PASSAGE -

----------------------------------------

Natural-language processing

Many natural-language-processing tasks involve pairwise comparison of sentences. Cross-encoders, which map pairs of sentences against each other, yield the most accurate comparison, but they’re computationally intensive, as they need to compute new mappings for every sentence pair. Moreover, converting a pretrained language model into a cross-encoder requires fine-tuning it on labeled data, which is resource intensive to acquire.

Bi-encoders, on the other hand, embed sentences in a common representational space and measure the distances between them. This is efficient but less accurate.

In “Trans-encoder: Unsupervised sentence-pair modelling through self- and mutual-distillations”, Amazon researchers, together with a former intern, propose a model that is trained in an entirely unsupervised way — that is, without unlabeled examples — and captures advantages of both approaches.

Trans-encoder.png
The trans-encoder training process, in which a bi-encoder trained in an unsupervised fashion creates training targets for a cross-encoder, which in turn outputs training targets for the bi-encoder.

The researchers begin with a pretrained language model, fine-tune it in an unsupervised manner using bi-encoding, then use the fine-tuned model to generate training targets for cross-encoding. They then use the outputs of the cross-encoding model to fine-tune the bi-encoder, iterating back and forth between the two approaches until training converges. In experiments, their model outperformed multiple state-of-the-art unsupervised sentence encoders on several benchmark tasks, with improvements of up to 5% over the best-performing prior models.

Dataset optimization

Weeding errors out of a dataset, selecting new training examples to augment a dataset, and determining how to weight the data in a dataset to better match a target distribution are all examples of dataset optimization. Assessing individual training examples’ contribution to the accuracy of a model, however, is difficult: retraining the model on a dataset with and without every single example is hardly practical.

In “DIVA: Dataset derivative of a learning task”, Amazon researchers show how to compute the dataset derivative: a function that can be used to assess a given training example’s utility relative to a particular neural-network model. During training, the model learns not only the weights of network parameters but also weights for individual training examples. The researchers show that, using a linearization technique, they can derive a closed-form equation for the dataset derivative, allowing them to assess the utility of a given training example without retraining the network.

DIVA weighting.png
Training examples that DIVA assigns high weights (left) and low (right) for the task of classifying aircraft. Figure from "DIVA: Dataset derivative of a learning task".

Limitations

“Machine learning ultimately is based on statistical dependencies,” Bernhard Schölkopf recently told Amazon Science. “Oftentimes, it's enough if we work at the surface and just learn from these dependencies. But it turns out that it's only enough as long as we're in this setting where nothing changes.”

The two ICLR papers from the Causal Representation Learning team explore contexts in which learning statistical dependencies is not enough. “Visual representation learning does not generalize strongly within the same domain” describes experiments with image datasets in which each image is defined by specific values of a set of variables — say, different shapes of different sizes and colors, or faces that are either smiling or not and differ in hair color or age.

----------------------------------------

SOURCE EXCERPT -
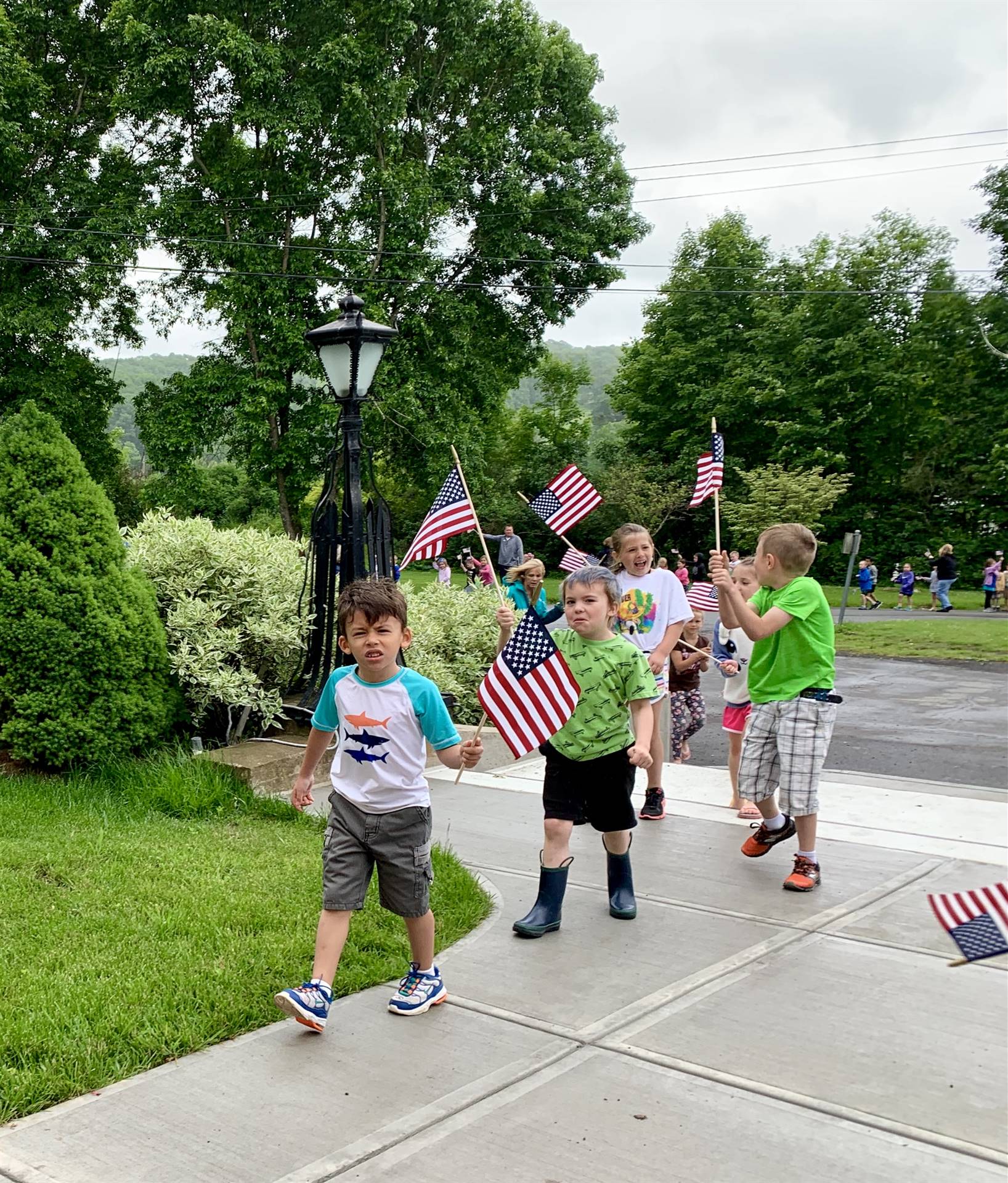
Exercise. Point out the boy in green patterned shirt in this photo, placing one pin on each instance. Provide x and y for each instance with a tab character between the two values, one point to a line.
591	761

----------------------------------------

CHALLENGE -
Rewrite everything from "Many natural-language-processing tasks" down to "intensive to acquire." in the natural-language processing text, putting "annotated data" in place of "labeled data". The data is separate material and has no connection to the text.

THE ANSWER -
Many natural-language-processing tasks involve pairwise comparison of sentences. Cross-encoders, which map pairs of sentences against each other, yield the most accurate comparison, but they’re computationally intensive, as they need to compute new mappings for every sentence pair. Moreover, converting a pretrained language model into a cross-encoder requires fine-tuning it on annotated data, which is resource intensive to acquire.